## START Article
OPINION OF THE COURT
Graffeo, J.The primary issue before us is whether the trial court’s violation of defendant’s right to be present during a supplemental jury instruction to a single juror constitutes a mode of proceedings error entitling defendant to a new trial. We conclude that, under the circumstances of this case, it does and therefore affirm.
Andres Garcia shot a friend of defendant Anner Rivera five or six times and then allegedly pointed the gun at defendant, who fired back and killed Garcia. After defendant was indicted for intentional murder (see Penal Law § 125.25 [1]) and weapon possession (see Penal Law § 265.03 [1] [b]; [3]), he asserted that he had shot Garcia in self-defense. At defendant’s request, the court instructed the jury on the defense of justification for each count (see CJI2d[NY] Penal Law § 35.15).
On the second day of deliberations, the jury sent a series of notes seeking further explanation of the meaning of “justified” and inquiring as to “when exactly by law” it could consider defendant to be in “imminent danger.” Counsel and the court agreed to advise the jury that this was a question of fact for jury determination. During the instruction, one juror commented that this was the jury’s “main complication” and the court responded by encouraging the jury to continue deliberations.
## END Article
## START Data shown
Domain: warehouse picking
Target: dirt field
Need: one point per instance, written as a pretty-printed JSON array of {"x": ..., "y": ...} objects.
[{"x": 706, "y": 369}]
## END Data shown
**Description of the task**
Can you carry on the court opinion at the top, picking up right after its last sentence?

**Final answer**
Soon after, an off-the-record bench conference was held between the judge, prosecutor and defense counsel. When the record resumed, the judge stated that juror number 11 had requested to speak with the court and, with the consent of the attorneys, he would hear the juror’s concerns on the record in the robing room. There is no indication that defendant was present for or aware of his lawyer’s acquiescence to this procedure. The following exchange then occurred in the robing room and outside the presence of defendant and counsel:
“JUROR #11: My question is in relation to that question. I just want to know by the law, when can we be considered to deem defendant, I guess, responsible? That’s the big issue with some of us.
“THE COURT: That’s understandable, but I can’t, there is no legal definition other than what I’ve *830given you. All the rest depends on an interpretation of the evidence, as I said, in the courtroom. This is a fact question for you to determine what the facts are from the evidence and make your determination. There is no more help I can give you.
“JUROR #11: It’s like the facts say both, say both, but more or less one or the other if depending upon when certain people are saying well, it’s considered one’s right before the actions took place, others are saying it’s considered once they arrived to the scene that you could say that you should determine and that’s the thing we really—
“THE COURT: You have to work it out among yourselves and come to a determination that all of you feel comfortable with, so you just have to just work it out, look at the evidence and, you know, evaluate what you’ve heard and make a decision. . . .
“THE COURT: I think that our discussion here should remain between us and basically—
“JUROR #11: Basically what you covered in the courtroom.
“THE COURT: It’s exactly what I said in the courtroom. I can’t give you any more guidance than that.”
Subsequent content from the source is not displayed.